== Exercise instructions ==
Exactly as written, return the entries below, minus any pictures.

=-=-=

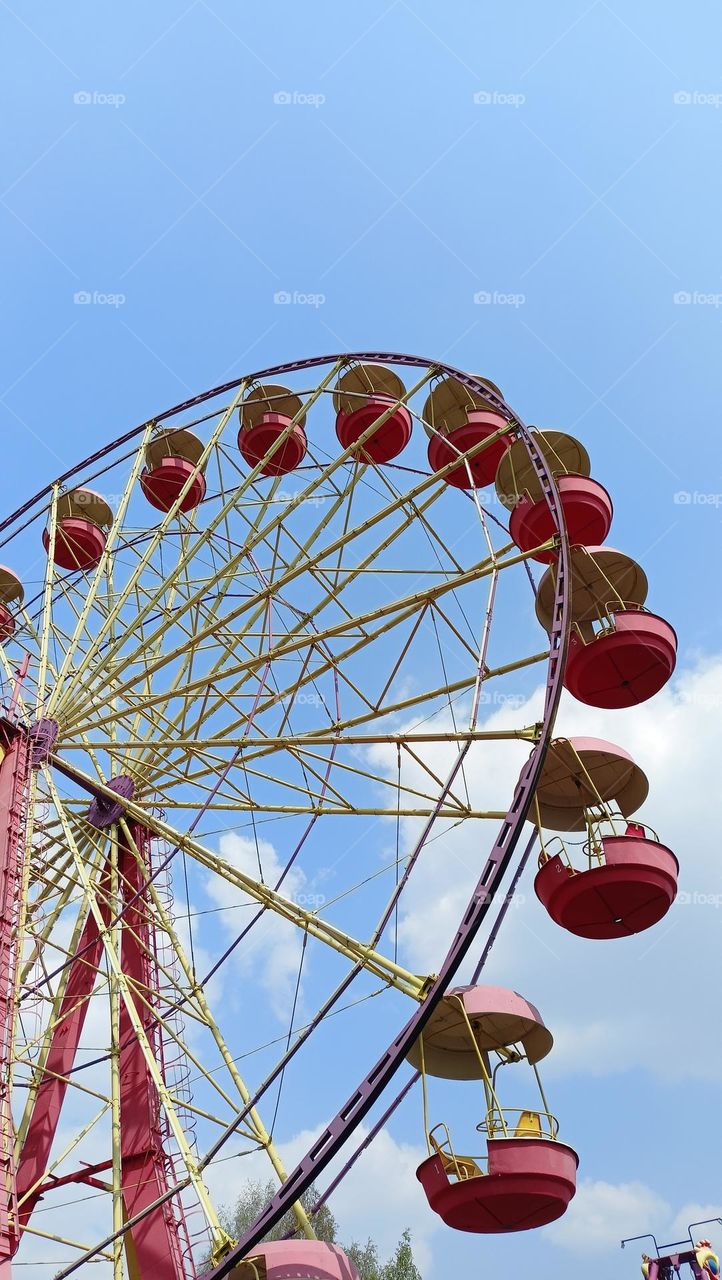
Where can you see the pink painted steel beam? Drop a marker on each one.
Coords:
(156, 1248)
(14, 772)
(35, 1153)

=-=-=

== Your solution ==
Where can you see the pink painted steel beam? Drop a marker on each one.
Coords:
(156, 1248)
(14, 772)
(35, 1153)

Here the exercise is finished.